* DOCUMENT SECTION:
○ ○ ○ ○ ○
2.2. Transcriptomic Evaluation of TAA

RNA sequencing expression data to evaluate the transcriptomic levels in tumors of the specific TAA were obtained from the TCGA and GTEx (Genotype-Tissue Expression) databases, using the bioinformatics tool ‘Gene Expression Profiling Interactive Analysis’ (http://gepia2.cancer-pku.cn/#index, accessed 1 November 2024).

2.3. Statistical Analysis

To compare the median drug–antibody ratio (DAR) between the anti-tubulin and DNA-damaging payload groups, we conducted a Wilcoxon rank sum test with continuity correction. The test was performed using RStudio statistical software (2024.12.0 version). A p-value of less than 0.05 was considered statistically significant.
○ ○ ○ ○ ○
Saved entries
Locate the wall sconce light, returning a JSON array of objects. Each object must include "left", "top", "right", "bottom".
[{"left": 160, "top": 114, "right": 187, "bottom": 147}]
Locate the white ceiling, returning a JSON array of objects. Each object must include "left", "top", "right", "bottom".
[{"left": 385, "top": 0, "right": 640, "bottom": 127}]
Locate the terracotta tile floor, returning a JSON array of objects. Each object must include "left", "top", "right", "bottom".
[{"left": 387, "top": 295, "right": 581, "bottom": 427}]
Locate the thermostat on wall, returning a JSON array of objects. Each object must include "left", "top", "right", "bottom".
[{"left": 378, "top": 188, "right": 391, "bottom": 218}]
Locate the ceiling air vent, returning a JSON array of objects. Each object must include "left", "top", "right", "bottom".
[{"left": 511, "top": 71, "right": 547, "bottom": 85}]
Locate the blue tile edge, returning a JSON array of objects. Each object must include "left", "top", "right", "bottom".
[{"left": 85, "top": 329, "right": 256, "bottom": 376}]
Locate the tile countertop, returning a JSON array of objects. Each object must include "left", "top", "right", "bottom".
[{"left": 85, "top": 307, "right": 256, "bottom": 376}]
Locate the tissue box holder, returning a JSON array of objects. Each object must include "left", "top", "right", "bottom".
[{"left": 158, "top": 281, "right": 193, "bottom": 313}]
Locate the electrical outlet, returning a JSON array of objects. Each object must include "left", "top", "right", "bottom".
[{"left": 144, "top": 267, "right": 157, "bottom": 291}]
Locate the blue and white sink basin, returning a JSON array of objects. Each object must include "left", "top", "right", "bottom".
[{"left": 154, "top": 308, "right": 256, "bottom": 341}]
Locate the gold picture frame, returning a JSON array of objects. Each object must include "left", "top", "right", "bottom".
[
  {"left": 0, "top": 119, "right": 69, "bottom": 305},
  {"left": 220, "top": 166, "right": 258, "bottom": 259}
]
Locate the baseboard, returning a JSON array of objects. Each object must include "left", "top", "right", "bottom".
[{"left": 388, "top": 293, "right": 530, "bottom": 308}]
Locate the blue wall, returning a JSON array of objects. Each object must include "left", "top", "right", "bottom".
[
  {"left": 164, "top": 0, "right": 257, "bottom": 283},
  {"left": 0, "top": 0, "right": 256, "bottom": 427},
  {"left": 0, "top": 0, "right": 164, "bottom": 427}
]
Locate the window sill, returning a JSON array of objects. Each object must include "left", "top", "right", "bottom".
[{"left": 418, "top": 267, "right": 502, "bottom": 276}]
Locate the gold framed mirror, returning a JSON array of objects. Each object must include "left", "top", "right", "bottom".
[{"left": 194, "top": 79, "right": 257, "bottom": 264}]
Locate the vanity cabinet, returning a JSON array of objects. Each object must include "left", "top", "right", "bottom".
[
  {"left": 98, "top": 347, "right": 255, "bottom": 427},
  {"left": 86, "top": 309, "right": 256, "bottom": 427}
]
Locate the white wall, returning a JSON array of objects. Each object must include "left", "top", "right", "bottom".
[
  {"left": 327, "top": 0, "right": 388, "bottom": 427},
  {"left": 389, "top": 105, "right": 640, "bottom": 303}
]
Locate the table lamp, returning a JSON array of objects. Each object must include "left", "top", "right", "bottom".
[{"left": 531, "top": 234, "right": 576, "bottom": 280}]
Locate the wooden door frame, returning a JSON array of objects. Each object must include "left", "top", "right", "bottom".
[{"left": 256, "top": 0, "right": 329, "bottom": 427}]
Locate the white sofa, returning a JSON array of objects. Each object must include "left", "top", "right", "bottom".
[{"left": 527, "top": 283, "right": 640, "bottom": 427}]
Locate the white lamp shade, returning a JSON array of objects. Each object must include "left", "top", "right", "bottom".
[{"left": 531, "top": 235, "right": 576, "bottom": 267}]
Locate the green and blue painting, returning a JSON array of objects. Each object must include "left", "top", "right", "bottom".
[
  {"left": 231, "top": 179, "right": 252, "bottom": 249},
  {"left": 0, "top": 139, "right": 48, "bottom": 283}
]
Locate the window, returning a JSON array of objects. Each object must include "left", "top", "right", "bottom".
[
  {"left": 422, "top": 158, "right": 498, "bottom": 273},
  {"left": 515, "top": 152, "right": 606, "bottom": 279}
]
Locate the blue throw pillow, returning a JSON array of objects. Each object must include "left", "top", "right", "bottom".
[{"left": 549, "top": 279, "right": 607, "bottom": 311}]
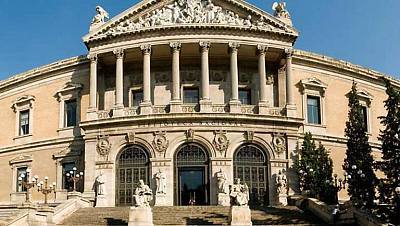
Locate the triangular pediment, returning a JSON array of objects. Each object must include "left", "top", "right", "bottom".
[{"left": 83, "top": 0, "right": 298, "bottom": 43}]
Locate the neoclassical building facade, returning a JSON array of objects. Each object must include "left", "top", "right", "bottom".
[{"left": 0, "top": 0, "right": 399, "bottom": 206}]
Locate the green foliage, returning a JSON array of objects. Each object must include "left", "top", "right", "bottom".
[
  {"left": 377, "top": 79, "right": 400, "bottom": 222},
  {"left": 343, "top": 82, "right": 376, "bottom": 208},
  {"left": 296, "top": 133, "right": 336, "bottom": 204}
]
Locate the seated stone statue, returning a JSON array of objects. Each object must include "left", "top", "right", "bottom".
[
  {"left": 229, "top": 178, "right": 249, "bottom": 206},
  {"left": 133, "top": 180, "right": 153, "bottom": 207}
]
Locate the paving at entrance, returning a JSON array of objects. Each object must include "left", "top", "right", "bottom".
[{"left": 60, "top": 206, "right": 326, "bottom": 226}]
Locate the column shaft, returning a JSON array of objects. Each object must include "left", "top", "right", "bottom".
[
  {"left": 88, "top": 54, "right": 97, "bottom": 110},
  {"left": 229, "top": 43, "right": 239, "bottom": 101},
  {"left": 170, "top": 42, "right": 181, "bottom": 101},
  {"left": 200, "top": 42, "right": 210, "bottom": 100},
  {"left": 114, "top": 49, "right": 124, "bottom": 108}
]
○ ○ ○ ○ ○
* EXERCISE AIM: How does the methods text on TAA expression and drug–antibody ratio statistics continue after its last sentence? Write the part that follows.

* ANSWER SECTION:
3. Results

3.1. Dose Reduction, Dose Delay and Treatment Discontinuation

We explored whether there were any associations between the payload mechanism of action (anti-tubulin or DNA-damaging) and the frequency of any AE ≥ grade 3 (G3), AE dose reduction, AE dose delay/interruption, or AE withdrawal/discontinuation. No significant correlations were found between the payload type and any AE ≥ G3 (W = 1, p = 0.267), AE dose reduction (W = 1, p = 0.267), or AE dose delay/interruption (W = 1, p = 0.400). Greater variability was observed for AE withdrawal/discontinuation (W = 4, p = 1.000), though this was not statistically significant (Table 1 and Supplementary Table S1). In a similar manner, in hematologic tumors, no significant correlation was observed between the payload type and any AE ≥ G3 (W = 0, p = 0.100). Similarly, no associations were found with AE dose reduction (W = 5, p = 0.374), AE dose delay/interruption (W = 3, p = 0.667), or AE withdrawal/discontinuation (W = 0, p = 0.200) (Table 1 and Supplementary Table S2).

In summary, no statistically significant associations were identified between the payload mechanism of action and the analyzed safety parameters in either solid or hematologic tumors. However, a near-significant trend was observed for DNA-damaging payloads with any AE ≥ G3 in hematologic malignancies. Table 1 provides information about the frequency of the described safety data. As all the ADCs used cleavable linkers, except for belantamab mafodotin and trastuzumab emtansine, which used non-cleavable linkers, no statistical associations could be performed comparing the linker type.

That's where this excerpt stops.